- **Extract provided**
BEGIN

Breads and Baking, Mediterranean Diet Recipes, Vegan

Authentic Greek Barley Rusks – Paximadi Kritiko


Finally, here is the recipe so many of you have been asking for! Authentic Greek Barley rusks. Not very easy to find outside of Greece, but so delicious and hearty! This Barley rusk is actually a Cretan rusk and is  essentially double baked bread that is made with barley flour and sometimes a whole wheat flour. Making rusks was practiced in families that could not bake bread very often so they made these rusks. In addition rusks lasted a long time and traveled well. Barley flour was often used because it was more filling, which was necessary in those lean times.

This type of rusk is present everywhere in Cretan cuisine which is known to be the prototype of the Mediterranean diet. It is either round shaped like a bagel and is called a kouloura or cut in thick slices and is called a dakos. It is slightly soaked in water and drizzled with olive oil and then consumed with cheese or tomato or olives, sometimes just olive oil and oregano. Its most famous use is the Cretan Dakos which is a barley rusk drizzled with olive oil and topped with grated tomato, fresh cheese, olives and sometimes capers. I call it a Cretan salad.

END

- **Set task 1**
In the barley rusk text, what is the rusk called when it is cut in thick slices?
- **Set task 2**
Rewrite the barley rusk text from "This type of" to "a Cretan salad." and change "olive oil" to "sesame oil" throughout that passage.
The listing after this comes from an unrelated source.

- **Record excerpts**
BEGIN

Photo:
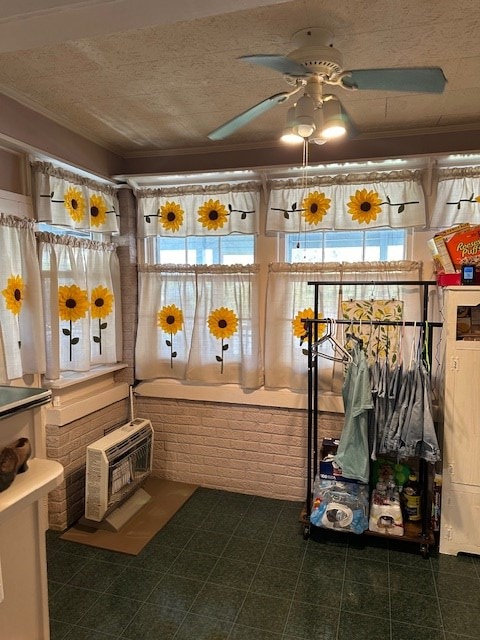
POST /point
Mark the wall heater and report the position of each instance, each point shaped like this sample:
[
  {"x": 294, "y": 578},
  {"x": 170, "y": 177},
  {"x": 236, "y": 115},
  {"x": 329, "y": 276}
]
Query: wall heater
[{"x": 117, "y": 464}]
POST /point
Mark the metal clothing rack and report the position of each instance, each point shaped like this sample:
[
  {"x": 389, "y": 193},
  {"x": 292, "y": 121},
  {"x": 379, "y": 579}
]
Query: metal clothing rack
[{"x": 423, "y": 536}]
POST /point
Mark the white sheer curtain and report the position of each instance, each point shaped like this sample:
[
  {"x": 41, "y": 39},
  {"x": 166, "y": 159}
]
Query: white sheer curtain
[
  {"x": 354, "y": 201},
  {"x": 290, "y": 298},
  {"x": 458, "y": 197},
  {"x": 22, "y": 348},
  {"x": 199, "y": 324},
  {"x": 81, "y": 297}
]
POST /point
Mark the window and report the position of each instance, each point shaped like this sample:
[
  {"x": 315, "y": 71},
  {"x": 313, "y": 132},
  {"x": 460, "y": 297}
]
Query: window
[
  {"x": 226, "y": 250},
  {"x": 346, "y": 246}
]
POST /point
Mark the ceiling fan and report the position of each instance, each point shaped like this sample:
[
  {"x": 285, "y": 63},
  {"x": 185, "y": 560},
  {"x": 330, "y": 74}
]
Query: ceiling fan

END

- **Finished answer 1**
A dakos.

- **Finished answer 2**
This type of rusk is present everywhere in Cretan cuisine which is known to be the prototype of the Mediterranean diet. It is either round shaped like a bagel and is called a kouloura or cut in thick slices and is called a dakos. It is slightly soaked in water and drizzled with sesame oil and then consumed with cheese or tomato or olives, sometimes just sesame oil and oregano. Its most famous use is the Cretan Dakos which is a barley rusk drizzled with sesame oil and topped with grated tomato, fresh cheese, olives and sometimes capers. I call it a Cretan salad.